*Given exercise*.
In the listing below, locate the line containing "as in (189,229)."; reproduce that line and all lines that follow it, unchanged.

— BEGIN —

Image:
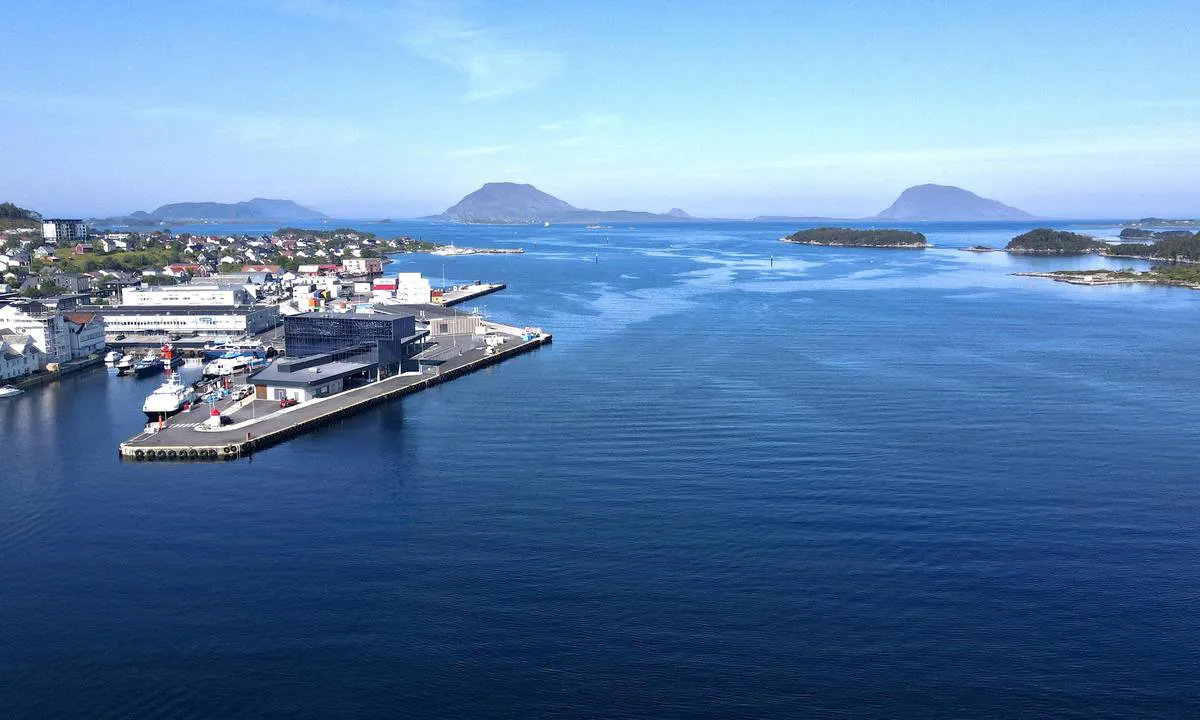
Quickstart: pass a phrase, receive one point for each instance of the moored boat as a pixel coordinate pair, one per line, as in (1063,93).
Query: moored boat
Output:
(148,366)
(169,399)
(125,365)
(234,364)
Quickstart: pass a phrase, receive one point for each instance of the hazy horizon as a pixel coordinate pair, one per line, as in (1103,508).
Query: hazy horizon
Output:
(400,108)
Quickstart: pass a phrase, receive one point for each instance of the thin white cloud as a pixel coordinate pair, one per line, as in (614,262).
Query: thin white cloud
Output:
(263,131)
(496,61)
(478,151)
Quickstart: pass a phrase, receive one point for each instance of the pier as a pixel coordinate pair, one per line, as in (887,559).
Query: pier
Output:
(259,424)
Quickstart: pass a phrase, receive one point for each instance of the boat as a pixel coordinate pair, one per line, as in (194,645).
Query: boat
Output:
(168,355)
(233,365)
(125,365)
(233,348)
(169,399)
(148,366)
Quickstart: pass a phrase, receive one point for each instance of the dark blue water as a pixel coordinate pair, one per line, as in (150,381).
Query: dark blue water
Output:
(845,484)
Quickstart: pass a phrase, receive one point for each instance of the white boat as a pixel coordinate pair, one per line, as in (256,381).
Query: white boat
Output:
(125,365)
(168,399)
(229,366)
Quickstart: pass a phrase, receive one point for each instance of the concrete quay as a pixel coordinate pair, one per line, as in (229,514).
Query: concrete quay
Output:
(466,293)
(261,424)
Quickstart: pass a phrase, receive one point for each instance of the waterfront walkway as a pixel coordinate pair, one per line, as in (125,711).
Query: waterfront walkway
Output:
(261,424)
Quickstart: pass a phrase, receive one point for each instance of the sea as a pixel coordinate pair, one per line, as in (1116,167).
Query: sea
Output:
(747,480)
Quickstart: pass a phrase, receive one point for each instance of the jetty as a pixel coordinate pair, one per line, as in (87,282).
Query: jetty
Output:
(257,424)
(465,293)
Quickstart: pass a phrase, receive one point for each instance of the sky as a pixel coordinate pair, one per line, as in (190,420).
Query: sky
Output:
(397,108)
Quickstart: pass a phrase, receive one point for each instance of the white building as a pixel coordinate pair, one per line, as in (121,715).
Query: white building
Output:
(64,231)
(85,334)
(201,319)
(185,294)
(412,288)
(18,357)
(363,265)
(58,336)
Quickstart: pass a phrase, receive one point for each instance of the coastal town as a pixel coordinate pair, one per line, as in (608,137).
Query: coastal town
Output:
(288,329)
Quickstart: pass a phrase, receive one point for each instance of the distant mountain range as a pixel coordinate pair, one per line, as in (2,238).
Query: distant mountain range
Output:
(511,203)
(256,210)
(945,202)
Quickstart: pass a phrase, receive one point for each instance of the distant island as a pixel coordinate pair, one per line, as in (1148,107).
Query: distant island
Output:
(853,238)
(1047,241)
(1173,246)
(1159,222)
(1162,275)
(511,203)
(255,210)
(946,202)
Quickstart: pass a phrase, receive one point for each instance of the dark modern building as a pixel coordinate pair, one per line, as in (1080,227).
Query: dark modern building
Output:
(394,337)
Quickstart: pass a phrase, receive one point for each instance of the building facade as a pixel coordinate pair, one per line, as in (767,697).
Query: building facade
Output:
(64,231)
(18,357)
(222,319)
(186,295)
(85,333)
(43,325)
(361,265)
(395,337)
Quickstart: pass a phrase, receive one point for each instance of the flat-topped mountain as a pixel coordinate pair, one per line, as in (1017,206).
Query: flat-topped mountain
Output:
(513,203)
(945,202)
(247,210)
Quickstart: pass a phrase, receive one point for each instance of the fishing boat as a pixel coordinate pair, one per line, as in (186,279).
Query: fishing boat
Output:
(125,365)
(233,365)
(148,366)
(233,348)
(168,355)
(168,399)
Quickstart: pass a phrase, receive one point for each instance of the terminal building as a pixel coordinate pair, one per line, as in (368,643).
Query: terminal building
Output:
(330,353)
(186,309)
(395,336)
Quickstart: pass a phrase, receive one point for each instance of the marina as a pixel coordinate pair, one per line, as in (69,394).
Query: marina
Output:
(253,424)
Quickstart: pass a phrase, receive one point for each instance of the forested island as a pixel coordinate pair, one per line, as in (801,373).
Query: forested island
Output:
(1164,275)
(1175,246)
(1047,241)
(853,238)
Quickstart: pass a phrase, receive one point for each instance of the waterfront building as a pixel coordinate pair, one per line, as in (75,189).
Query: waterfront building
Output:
(18,357)
(403,287)
(61,231)
(208,294)
(201,319)
(55,337)
(395,336)
(85,334)
(437,319)
(361,265)
(307,378)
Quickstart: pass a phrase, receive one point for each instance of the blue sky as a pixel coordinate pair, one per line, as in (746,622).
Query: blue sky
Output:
(400,107)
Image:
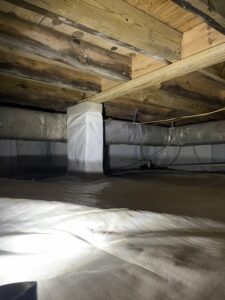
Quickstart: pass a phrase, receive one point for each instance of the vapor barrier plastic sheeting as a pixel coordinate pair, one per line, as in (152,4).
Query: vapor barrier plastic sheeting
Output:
(83,252)
(120,132)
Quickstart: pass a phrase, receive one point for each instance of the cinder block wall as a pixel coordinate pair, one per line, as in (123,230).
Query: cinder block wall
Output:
(19,158)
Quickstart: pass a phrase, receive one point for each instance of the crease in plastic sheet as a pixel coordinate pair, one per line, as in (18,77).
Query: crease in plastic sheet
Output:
(82,252)
(85,142)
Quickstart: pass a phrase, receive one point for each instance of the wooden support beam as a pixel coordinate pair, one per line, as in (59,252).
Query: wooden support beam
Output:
(167,100)
(116,20)
(187,65)
(20,66)
(27,37)
(213,12)
(200,38)
(23,91)
(216,72)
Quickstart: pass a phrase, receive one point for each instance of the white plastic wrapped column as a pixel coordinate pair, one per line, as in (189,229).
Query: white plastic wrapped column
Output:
(85,138)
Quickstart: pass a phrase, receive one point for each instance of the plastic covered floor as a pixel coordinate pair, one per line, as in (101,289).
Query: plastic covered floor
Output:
(156,236)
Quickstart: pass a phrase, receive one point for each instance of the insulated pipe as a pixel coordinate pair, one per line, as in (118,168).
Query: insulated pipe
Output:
(119,132)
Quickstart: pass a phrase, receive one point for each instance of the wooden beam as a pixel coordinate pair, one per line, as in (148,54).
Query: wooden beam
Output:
(187,65)
(216,72)
(20,66)
(163,99)
(213,12)
(200,38)
(21,35)
(23,91)
(116,20)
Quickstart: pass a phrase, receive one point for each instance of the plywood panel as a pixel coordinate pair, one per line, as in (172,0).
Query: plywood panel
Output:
(168,12)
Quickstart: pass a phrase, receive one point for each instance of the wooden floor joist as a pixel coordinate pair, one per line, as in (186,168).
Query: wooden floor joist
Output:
(115,20)
(172,101)
(16,90)
(187,65)
(213,12)
(21,35)
(12,63)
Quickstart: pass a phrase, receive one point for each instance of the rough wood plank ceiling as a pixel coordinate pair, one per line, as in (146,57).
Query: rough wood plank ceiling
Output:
(145,59)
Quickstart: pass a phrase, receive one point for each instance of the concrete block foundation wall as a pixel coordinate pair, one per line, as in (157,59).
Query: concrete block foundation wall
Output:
(24,158)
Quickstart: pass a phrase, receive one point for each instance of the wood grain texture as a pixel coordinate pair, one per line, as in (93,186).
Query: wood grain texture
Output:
(171,101)
(62,27)
(187,65)
(41,71)
(213,12)
(17,90)
(168,12)
(120,22)
(200,38)
(37,39)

— END —

*Finished answer*.
Quickstart: pass a phrase, receive one point for each instance of the white plastic wrapped column as a pixel coordinate pair, one per line, as in (189,229).
Query: white plastic wrapped column
Output:
(85,138)
Quickstart: pass a phrase, receive one point for each instance of the plastic covered floor as a pixel coordinate pair, one per line, as in (101,289).
Query: plastic covered floor
Output:
(156,236)
Quickstart: pass a phrase, receive one point for each instance of the insulated pipe as a pixel coordinate pair, one per line, as in (118,168).
Query: insulated pipe
Output:
(119,132)
Quickstart: pass a phrase, receive one point for each instance of the wooden beam as a pixel coordinate pair, one per line, as in (148,54).
Query: wooden beam
Output:
(187,65)
(216,72)
(20,66)
(163,99)
(213,12)
(200,38)
(21,35)
(23,91)
(116,20)
Quickstart: pass a phrase, receive one point for each instance of the plywood panel as a pixel coordinate pair, one per line, as in (172,0).
Query: plywood panel
Output:
(168,12)
Quickstart: pass a phrase, receive one point for each instance of the wooden floor joist as a pixel coordinate pair, one per line, as in (186,168).
Query: wooden floor joist
Output:
(115,20)
(172,101)
(16,90)
(187,65)
(213,12)
(21,35)
(12,63)
Quickstart: pass a phrase, receive one point for each instance of the rough wood plank ceiling as a pixel coordinate pair, one per line, as in (146,57).
Query: rough wood plank ceiling
Output:
(145,59)
Quickstart: pass a phrase, receive one point for each instance of the concrete block foundation wall as a pixel coordinate pair, one per line, as in (157,59).
Query: concrete block foundation wall
Output:
(24,158)
Quickstart: pass a phrase, receive one point for each instance of the wood grain texture as a pixel coordinate pair, one per line, as in (93,186).
Query: wood grain texture
Output:
(171,101)
(62,27)
(187,65)
(41,71)
(213,12)
(17,90)
(168,12)
(120,22)
(200,38)
(37,39)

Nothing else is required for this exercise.